[[ Selected passage, beginning ]]
Thinking about my dad
Posted by admin on March 9th, 2008 filed in Faith, ThankfulSometimes we wonder why do we go though horrible things as believers. I have written a couple of songs that ask G-d why me, why do you allow this to happen. There nothing wrong with writing a song or asking G-d why things happen. I know that sometimes we go through struggles it’s to make us stronger in our faith, to show us where our faith is.
I haven’t talked a whole lot about my dad, I only knew him for six month. I do miss him, and I did love him. I had ran away from Washington State to Illinois my grandma had paid for my plane ticket to get me home. I believed in G-d for a long time but I only knew about Yeshua my salvation for a few months before I ran away. One night I had prayed this was before I went to live with my dad. I was in a trouble teen shelter, I did not belong there but was sent there because no one listen to me. That night I felt so rejected and hurt. My mom had just allowed her boyfriend who was into satanism, try to do something horrible to me, and then told the cops he did nothing to me. He was unable to succeed in doing any real damage to me. I kept telling him, NO you can not do this to me I am a child of G-d, I kept repeating that phrase. He was unable to succeed, because I claimed G-d with the knowledge I was his child. As a young kid I choose to be G-d’s, with out my family being a church going family. G-d protected me from my mom boyfriend. I know now my mom was to scared of him to go against him, what my mom did that night probably saved her life, although had she spoke out he would have put in him jail for a very long time. Fear is very powerful. I have forgiven my mom for her choice that night. I do not hold her accountable but her choosing him over me lead me to pray the prayer that open the way to find my dad.
I had found my dad within 2 months after I had prayed a simple prayer of. G-d if you are real and if you really sent Jesus, the I ask that you would show me where my father is, and that you would put me somewhere safe. I wanted a deeper relationship with this G-d. Soon after I was placed in what my case worker called a strange home and then found my dad. I stayed with that family for six months and then they got sick of me. I ended up in a program to become a adult before I turned 18. My caseworker felt this was the best. I got sick of everything and feeling like I would never graduate from high school and I really wanted to do that, and I wanted to know my dad and the state was not leaving me go.
[[ Selected passage, end ]]
[Aim of the task]: Pick up the blog post about the writer's dad after its last sentence and keep writing in the same voice.
[[ Records shown, beginning ]]
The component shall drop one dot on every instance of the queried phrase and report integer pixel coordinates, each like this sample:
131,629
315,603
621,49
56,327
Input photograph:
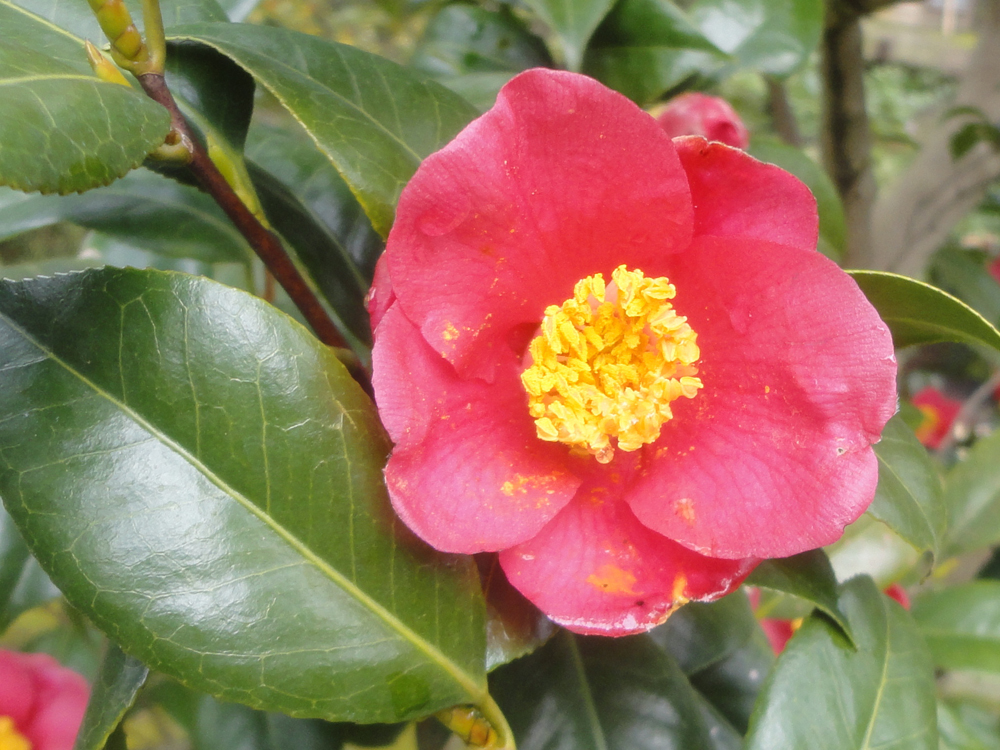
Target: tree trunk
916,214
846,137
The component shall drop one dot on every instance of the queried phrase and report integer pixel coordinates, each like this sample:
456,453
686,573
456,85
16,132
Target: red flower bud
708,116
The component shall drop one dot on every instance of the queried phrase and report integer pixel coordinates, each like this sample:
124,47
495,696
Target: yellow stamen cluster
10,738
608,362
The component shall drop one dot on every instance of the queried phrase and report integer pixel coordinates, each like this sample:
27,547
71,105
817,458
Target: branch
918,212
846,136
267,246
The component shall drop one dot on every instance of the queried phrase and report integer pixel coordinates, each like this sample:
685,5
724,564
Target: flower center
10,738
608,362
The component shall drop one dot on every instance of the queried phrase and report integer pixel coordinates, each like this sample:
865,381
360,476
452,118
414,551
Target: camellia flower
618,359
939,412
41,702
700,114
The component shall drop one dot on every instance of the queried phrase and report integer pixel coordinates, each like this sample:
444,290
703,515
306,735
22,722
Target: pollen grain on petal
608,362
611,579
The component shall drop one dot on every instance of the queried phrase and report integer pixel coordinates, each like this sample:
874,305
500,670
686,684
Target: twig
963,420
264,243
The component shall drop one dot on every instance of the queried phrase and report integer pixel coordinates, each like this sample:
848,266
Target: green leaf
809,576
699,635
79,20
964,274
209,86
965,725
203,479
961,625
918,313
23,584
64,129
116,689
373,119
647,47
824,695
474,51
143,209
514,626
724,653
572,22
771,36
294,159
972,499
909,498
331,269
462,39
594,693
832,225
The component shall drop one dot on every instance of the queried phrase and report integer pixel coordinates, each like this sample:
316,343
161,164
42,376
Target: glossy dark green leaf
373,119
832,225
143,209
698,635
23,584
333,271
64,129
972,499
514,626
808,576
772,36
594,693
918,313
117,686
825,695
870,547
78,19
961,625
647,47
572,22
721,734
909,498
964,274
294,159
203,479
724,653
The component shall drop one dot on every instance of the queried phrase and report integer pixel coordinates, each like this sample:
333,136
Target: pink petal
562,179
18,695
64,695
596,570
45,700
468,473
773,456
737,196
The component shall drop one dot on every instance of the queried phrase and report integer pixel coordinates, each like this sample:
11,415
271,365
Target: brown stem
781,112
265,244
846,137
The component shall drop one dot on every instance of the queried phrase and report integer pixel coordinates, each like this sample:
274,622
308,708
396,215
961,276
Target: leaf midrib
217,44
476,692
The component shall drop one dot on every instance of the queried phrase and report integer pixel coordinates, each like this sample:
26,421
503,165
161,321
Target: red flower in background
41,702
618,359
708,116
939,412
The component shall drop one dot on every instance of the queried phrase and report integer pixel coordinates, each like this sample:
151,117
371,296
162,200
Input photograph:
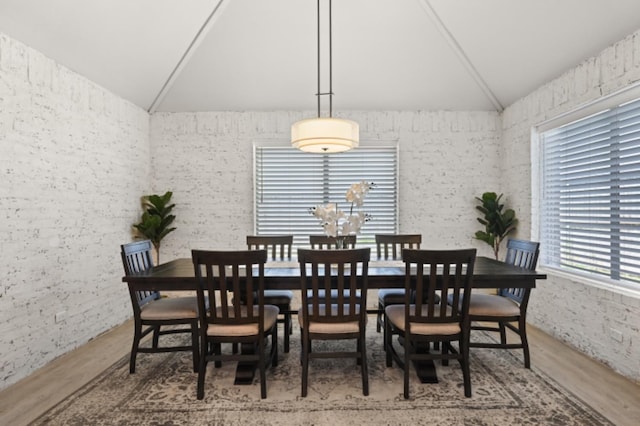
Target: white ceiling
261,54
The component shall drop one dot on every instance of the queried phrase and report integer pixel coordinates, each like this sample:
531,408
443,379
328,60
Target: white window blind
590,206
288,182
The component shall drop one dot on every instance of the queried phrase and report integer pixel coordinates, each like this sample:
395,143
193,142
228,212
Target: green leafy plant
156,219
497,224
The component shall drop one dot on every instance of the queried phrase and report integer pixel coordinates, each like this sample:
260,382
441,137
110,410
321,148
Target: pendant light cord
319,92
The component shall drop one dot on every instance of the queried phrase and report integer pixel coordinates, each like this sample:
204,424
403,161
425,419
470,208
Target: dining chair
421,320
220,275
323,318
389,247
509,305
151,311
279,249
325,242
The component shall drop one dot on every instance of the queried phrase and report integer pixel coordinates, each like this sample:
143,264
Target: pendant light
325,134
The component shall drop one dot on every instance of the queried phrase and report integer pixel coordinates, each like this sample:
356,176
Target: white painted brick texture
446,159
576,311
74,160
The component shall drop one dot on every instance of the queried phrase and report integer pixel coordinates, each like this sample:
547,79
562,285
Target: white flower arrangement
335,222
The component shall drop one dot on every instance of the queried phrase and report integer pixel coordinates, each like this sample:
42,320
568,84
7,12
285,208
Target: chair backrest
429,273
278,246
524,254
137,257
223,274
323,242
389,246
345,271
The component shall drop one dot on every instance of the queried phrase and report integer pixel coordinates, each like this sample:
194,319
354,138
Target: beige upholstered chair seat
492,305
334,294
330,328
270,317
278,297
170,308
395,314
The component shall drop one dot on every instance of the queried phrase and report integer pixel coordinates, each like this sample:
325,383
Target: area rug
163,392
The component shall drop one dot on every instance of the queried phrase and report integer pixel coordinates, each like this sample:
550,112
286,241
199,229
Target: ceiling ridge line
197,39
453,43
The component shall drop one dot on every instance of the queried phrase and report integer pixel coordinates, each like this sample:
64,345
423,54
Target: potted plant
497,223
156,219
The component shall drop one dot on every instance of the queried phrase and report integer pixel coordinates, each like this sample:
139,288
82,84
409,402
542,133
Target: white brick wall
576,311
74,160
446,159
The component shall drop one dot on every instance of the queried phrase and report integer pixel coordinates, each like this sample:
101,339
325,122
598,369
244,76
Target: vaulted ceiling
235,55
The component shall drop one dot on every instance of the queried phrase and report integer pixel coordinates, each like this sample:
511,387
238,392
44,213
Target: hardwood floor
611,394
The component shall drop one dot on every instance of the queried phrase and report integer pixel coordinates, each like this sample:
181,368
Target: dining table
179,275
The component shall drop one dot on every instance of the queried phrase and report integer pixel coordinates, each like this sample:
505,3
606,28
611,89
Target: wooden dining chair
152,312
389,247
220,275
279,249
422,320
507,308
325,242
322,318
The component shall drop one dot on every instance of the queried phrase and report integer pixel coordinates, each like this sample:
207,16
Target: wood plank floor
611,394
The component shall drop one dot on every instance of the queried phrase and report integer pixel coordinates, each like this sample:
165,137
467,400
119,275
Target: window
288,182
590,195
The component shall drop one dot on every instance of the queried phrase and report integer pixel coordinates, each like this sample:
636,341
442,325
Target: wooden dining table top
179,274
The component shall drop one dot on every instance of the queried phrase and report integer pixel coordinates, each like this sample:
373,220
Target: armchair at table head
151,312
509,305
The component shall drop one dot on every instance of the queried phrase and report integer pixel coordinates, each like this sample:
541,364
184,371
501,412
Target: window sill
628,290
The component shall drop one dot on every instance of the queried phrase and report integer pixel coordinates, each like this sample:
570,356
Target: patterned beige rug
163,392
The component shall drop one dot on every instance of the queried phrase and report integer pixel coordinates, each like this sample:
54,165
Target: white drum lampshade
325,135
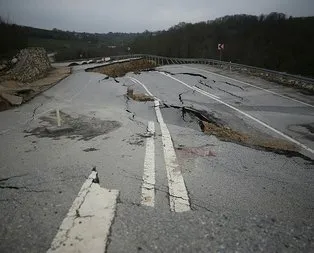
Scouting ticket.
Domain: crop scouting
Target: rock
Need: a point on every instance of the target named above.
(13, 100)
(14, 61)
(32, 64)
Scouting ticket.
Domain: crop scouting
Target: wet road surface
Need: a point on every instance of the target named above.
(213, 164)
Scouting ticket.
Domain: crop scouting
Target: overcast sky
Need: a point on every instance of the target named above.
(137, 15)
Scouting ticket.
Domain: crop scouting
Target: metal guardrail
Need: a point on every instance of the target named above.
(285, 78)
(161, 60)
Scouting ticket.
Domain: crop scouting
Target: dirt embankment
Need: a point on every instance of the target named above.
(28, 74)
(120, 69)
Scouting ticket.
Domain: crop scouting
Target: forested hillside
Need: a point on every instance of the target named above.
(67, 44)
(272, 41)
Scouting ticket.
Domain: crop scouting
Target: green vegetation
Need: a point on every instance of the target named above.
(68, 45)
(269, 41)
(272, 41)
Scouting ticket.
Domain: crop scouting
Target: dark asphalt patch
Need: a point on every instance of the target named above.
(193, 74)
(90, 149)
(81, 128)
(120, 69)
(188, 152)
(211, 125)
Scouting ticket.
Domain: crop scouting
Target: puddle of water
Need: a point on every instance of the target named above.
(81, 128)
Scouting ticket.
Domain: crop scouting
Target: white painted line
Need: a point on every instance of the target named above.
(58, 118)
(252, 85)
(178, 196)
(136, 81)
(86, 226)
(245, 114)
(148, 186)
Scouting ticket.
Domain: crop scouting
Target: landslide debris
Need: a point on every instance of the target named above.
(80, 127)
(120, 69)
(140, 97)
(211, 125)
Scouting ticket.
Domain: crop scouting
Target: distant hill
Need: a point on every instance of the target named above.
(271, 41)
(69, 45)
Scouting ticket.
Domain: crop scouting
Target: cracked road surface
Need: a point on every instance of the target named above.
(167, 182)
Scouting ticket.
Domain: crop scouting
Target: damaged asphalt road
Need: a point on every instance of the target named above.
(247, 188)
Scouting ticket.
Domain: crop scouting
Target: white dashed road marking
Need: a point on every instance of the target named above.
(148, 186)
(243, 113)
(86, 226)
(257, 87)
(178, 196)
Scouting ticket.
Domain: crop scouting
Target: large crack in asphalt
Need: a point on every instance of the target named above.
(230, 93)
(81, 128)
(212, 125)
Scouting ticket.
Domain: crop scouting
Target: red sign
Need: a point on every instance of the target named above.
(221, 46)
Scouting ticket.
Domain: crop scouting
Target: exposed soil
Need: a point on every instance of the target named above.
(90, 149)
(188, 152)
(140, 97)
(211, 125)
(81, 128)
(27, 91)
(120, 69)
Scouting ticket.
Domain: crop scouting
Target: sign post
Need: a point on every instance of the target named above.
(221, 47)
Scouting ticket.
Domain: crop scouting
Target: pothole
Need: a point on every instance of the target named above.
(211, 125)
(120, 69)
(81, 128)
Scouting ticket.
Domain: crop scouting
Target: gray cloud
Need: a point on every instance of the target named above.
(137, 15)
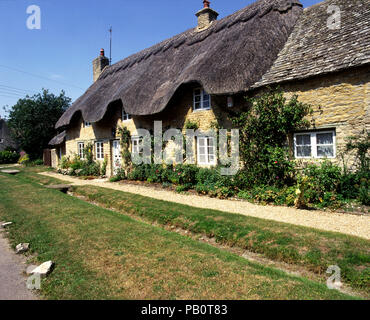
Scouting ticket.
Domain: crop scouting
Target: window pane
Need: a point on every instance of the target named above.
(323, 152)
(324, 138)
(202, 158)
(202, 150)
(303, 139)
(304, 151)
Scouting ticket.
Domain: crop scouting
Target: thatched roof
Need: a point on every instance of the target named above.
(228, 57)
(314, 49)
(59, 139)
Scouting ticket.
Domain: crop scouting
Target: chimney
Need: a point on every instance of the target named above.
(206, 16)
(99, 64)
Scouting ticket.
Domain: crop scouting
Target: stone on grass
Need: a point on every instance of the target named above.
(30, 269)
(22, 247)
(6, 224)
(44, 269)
[[ Records shown, end ]]
[Written reply]:
One night I decided to run, I knew something was wrong with my dad. I called my dad and told him I was running away and if he wanted me I would come to him but if not he have to wait until I was an adult because I was not going back to where I was. I had reason but that not what this post is about. My dad called his mom and she got me a plane ticket.
I knew my dad right way. Within 2 months after seeing his doctor he was very sick, coughing up blood this was hard to deal with. Soon we found out dad had mesothelioma, he was in the last stages. This is a very bad cancer it affects the lungs, and is not always quickly detected. He did not realize how ill he was, until it was to late. I was the one who got my dad to go to the doctor for a check up. I knew he was ill, I can’t explain it it just something I knew. I know G-d revealed it. Dad went in for a normal check up, and they found something abnormal. Then they found the cancer. My dad fought for a couple of months, he tried cemo and radiation. Cemo and radiation are meant to kill the cancer if it don’t kill the patient first. my dad eventually decide to not do treatments any more. He lived for 2 months after this, the night he passed away was bittersweet. This was when I was 17, I know they are working on cures for many types of cancer. I pray that they will find a good cure for all forms of cancer.
There are times I really miss my dad, and feel robbed because I can’t share with my dad important things in my life. The hardest thing was watching my dad, watching him struggle. It was hard seeing him hooked up to machines. During this time, G-d showed me a lot of stuff. He showed me his compassion, I always knew when it got to much I could cry out to G-d and i could share with him. I couldn’t talk to Grandma that was her son, and I had to be strong. The greatest amount of pain I have had in my life growing up was finally finding someone who wanted to keep me but who had to give up. The night my dad passed away I prayed a prayer. I know this was G-d way of preparing me, and showing me I was praying within his well. Maybe my husband is right that G-d waited until I said the prayer because I had to be willing to let go of dad, and G-d didn’t want me to feel like he just took my dad. I was in a church play, and was asked to lead prayer that night for the play.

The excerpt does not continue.